2/ Geluidshinder: De buur klaagt over geluidsoverlast door onvoldoende (geluids)isolatie tussen de gebouwen. Dit heeft reeds meermaals geleid tot klachten bij de politie.
3/ Binnen de panden moet een voldoende grote fietsenstalling hebben. De kelder is onvoldoende toegankelijk om fietsen te stallen. De fietsen zullen bijgevolg op het trottoir blijven staan.
4/ De buur heeft geen bezwaar tegen het slopen van een deel gelijkvloers terras ter vergroting van de buitenruimte van de appartementen 2 en 3. Maar de motivatie doet hun wenkbrauwen fronsen.
5/ De aanvraag voorziet dat er geen aanpassingen gebeuren aan de rioleringen. De buur heeft wel hinder (stank) en hij vermoedt dat er een probleem is met de afwatering van het pand.
6/ In de beschrijving van het pand als erfgoed. Is er sprake van de bijzondere manier waarop de gevelstenen zijn gevoegd. Het zou jammer zijn mocht de gevel worden bepleisterd. De achtergevel is wel toe aan renovatie omwille van verzakkingen.
Naar aanleiding van het stedenbouwkundig onderzoek van deze aanvraag worden de bezwaren als volgt besproken:
1/ De bestaande 3 appartementen zijn inderdaad beperkt in oppervlakte, maar dit pand wordt beschouwd als zijnde een vergund geachte meergezinswoning met 3 appartementen. Deze appartementen blijven voldoende groot voor de huisvesting van 1 persoon (niet-studenten), waarvoor ook een grote vraag is.
De aanvraag voorziet geen aanpassingen aan de omtrek van de 3 woonunits, enkel een paar kleine aanpassingen om de woonkwaliteit intern te verbeteren.
Wij kunnen inderdaad niet uitsluiten dat de kleine appartementen bewoond zullen worden door studenten. Maar de stad Gent kiest er wel voor om vaste bewoners en dus niet studenten te huisvesten in gezinswoningen en appartementen. De Stad Gent heft een belasting op woningen zonder inschrijving in het bevolkingsregister of vreemdelingenregister.
Meer informatie hierover: https://stad.gent/nl/student-in-gent/kotatgent/samenwonen-onder-studenten.

» Gegeven informatie

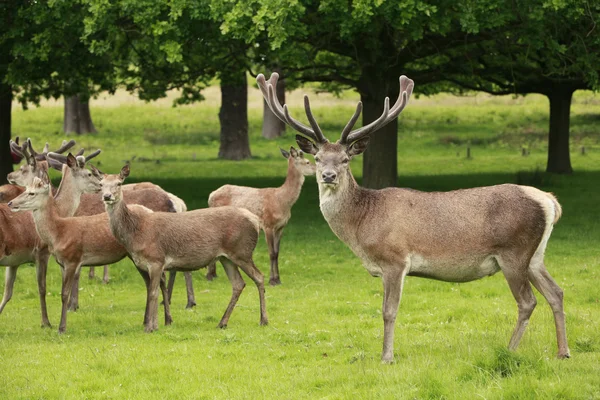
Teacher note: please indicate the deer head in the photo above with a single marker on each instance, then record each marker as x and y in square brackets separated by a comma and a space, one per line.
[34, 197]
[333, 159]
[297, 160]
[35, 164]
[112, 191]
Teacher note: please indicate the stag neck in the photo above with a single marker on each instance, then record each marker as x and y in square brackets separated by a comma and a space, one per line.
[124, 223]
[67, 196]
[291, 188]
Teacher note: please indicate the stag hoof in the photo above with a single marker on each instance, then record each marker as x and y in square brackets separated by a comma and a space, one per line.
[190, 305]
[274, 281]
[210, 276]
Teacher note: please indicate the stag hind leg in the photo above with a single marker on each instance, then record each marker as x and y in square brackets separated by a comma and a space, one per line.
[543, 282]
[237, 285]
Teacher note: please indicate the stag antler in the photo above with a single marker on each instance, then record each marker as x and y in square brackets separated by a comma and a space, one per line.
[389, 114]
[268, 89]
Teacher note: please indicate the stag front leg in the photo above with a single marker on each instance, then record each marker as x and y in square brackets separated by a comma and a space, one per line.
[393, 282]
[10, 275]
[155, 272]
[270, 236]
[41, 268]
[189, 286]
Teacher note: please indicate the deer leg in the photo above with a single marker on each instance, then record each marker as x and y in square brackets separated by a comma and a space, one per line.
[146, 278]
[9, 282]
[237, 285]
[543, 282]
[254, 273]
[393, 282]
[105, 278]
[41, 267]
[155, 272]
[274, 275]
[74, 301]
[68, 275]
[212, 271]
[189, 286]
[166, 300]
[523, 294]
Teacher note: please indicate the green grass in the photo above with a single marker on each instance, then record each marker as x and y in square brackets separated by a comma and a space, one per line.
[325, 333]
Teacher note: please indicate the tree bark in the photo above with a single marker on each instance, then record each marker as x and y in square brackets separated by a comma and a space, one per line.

» Doelstellingen
a – Kopieer uit de aangeleverde tekst letterlijk het stuk tussen "4/ De buur heeft" en "van het pand.", met beide grenzen inbegrepen.
b – Op welke woningen heft de stad Gent volgens de aangeleverde tekst een belasting?
c – Zet de tekst over de bespreking van de bezwaren tegen de aanvraag voort na de laatste zin.

» Resultaten per opdracht
a –
4/ De buur heeft geen bezwaar tegen het slopen van een deel gelijkvloers terras ter vergroting van de buitenruimte van de appartementen 2 en 3. Maar de motivatie doet hun wenkbrauwen fronsen.
5/ De aanvraag voorziet dat er geen aanpassingen gebeuren aan de rioleringen. De buur heeft wel hinder (stank) en hij vermoedt dat er een probleem is met de afwatering van het pand.

b – Op woningen zonder inschrijving in het bevolkingsregister of vreemdelingenregister.

c –
2/ Voor wat betreft de geluidshinder beschikken wij niet over maatregelen die wij kunnen opleggen met betrekking tot de geluidshinder bij het verbouwen van deze meergezinswoning. De geluidsoverlast is een burgerlijke aangelegenheid die niet kan/mag opgelost worden via een omgevingsvergunning. Deze problematiek is inderdaad te regelen tussen de belanghebbenden en indien dit geen positief resultaat oplevert, via een klacht bij de politie.
3/ De omtrek van de 3 appartementen wijzigt niet en er worden geen volumewijzigingen aan de woongebouw voorzien. Bijgevolg kunnen wij niet verplichten om in deze aanvraag te voorzien in minder woonunits te voorzien, gezien het pand beschouwd wordt als een vergund geachte meergezinswoning met 3 appartementen. De bouwheer voorziet 3 fietsenbergingen in de kelder, die inderdaad moeilijk bereikbaar zijn en naar alle waarschijnlijkheid weinig gebruikt zullen worden, vermoedelijk enkel bij weinig gebruik van de fietsen. Gezien er geen toename is van het aantal woonunits en slaapkamers, kunnen we enkel stellen dat het voorzien van deze fietsenstallingen een beperkte verbetering is. Normaal zullen er, op basis van deze aanvraag, geen extra fietsen te verwachten zijn van de bewoners van dit pand.
4/ Het appartement van het gelijkvloerse appartement zal minder terras hebben, wat op vlak van mogelijke geluidshinder, een positief effect zal hebben naar het rechter aanpalende perceel toe.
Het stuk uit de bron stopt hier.